* _Text block_:

====================

Monday, May 5, 2008

Sunday reading



Books I’ve been reading recently or am intending to read:

Karma Suture, Rosie Kendal
Mothers and Sons, Colm Toibin
Essays on Love, Alain de Botton
Divisadero, Michael Ondaatje
Musicophilia, Oliver Sacks
With Chatwin, Susannah Clapp
Through the Darkness, Judith Garfield Todd

The Sacks one is great for dipping into and being inspired to listen to more music, to play more and just be aware of how extraordinary our brains are. The Rosie Kendal is easy reading (chick-lit) and is set in part in the same hospital where I did my internship. It was fascinating to read her descriptions of a place I know well and to get the personal perspective of an ordinary but dedicated doctor in the overstretched and underfunded South African public health system.

I read about “Mothers and Sons” on Litlove’s blog and thought that it was fitting for my present situation (since I’m temporarily back home with the parents). Patrick Ness writes that Toibin has “an eye for the chasms in one of life’s key relationships”. Jeff Turrentine says that in the wrong hands the relationship between Irish mothers and sons would be “a recipe for mawkishness that can end only with the pipes calling Danny boy from glen to glen while his beloved Ma waits patiently in sunshine or in shadow”. Far from it. These stories are about the silent, awkward distance between family members rather than any mystical connection.

The family dramas played out in the nine stories here are understated and as revealing for what they don’t say as what they do. There’s a lot of not knowing and not saying and much of the drama gets played out inside the minds of observers.

====================

* _Supplied material_:
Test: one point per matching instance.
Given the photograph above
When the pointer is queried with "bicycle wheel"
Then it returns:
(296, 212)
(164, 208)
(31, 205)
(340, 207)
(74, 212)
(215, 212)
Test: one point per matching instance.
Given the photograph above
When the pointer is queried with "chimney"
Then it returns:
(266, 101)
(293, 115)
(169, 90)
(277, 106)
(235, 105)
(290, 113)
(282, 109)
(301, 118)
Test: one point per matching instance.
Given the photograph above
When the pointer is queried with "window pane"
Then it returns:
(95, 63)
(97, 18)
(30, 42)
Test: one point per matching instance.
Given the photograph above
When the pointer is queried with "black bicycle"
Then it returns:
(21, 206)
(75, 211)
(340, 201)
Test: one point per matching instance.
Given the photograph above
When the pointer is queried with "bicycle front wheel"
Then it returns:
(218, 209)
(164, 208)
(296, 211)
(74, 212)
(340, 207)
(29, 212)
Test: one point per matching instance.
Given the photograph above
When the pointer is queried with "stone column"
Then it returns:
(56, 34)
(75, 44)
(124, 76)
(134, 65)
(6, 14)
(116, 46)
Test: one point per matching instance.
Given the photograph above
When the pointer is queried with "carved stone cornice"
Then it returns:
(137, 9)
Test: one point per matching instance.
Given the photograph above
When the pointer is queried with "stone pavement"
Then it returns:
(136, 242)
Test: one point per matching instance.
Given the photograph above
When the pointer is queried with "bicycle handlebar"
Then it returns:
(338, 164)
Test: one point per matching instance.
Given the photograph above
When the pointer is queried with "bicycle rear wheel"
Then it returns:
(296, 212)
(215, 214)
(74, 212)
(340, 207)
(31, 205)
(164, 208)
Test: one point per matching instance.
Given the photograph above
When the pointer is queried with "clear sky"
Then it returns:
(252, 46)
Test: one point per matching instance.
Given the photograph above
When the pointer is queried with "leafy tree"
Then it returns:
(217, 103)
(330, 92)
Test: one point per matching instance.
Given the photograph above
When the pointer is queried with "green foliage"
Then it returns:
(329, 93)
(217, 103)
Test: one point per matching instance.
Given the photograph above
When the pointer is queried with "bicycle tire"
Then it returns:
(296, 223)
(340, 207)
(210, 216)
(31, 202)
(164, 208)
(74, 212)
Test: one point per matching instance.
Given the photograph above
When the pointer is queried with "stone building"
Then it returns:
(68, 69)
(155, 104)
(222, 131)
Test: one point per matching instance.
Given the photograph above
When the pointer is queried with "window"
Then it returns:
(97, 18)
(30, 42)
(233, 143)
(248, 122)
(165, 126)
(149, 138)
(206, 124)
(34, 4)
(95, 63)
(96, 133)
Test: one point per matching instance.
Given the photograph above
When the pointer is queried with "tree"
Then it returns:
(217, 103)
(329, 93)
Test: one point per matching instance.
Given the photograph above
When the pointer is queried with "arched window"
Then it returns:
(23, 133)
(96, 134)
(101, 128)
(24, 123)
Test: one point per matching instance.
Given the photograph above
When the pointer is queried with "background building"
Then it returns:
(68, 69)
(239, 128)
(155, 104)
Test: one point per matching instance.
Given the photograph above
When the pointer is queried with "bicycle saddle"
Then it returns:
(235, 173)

====================

* _Work required_: From the blog post on Sunday reading above, set down the stretch from "The family dramas" through "minds of observers.", word for word.

* _Solution to this task_:
The family dramas played out in the nine stories here are understated and as revealing for what they don’t say as what they do. There’s a lot of not knowing and not saying and much of the drama gets played out inside the minds of observers.